### WHAT IS BEING ASKED
Print every record below exactly as it stands.

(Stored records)
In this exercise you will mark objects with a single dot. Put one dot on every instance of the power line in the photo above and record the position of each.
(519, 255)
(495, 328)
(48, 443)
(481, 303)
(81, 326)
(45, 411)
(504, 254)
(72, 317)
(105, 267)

### SOLUTION TO THE EXERCISE
In this exercise you will mark objects with a single dot. Put one dot on every instance of the power line in the photo above and record the position of each.
(519, 255)
(495, 328)
(48, 443)
(481, 303)
(81, 326)
(45, 411)
(504, 254)
(72, 317)
(105, 267)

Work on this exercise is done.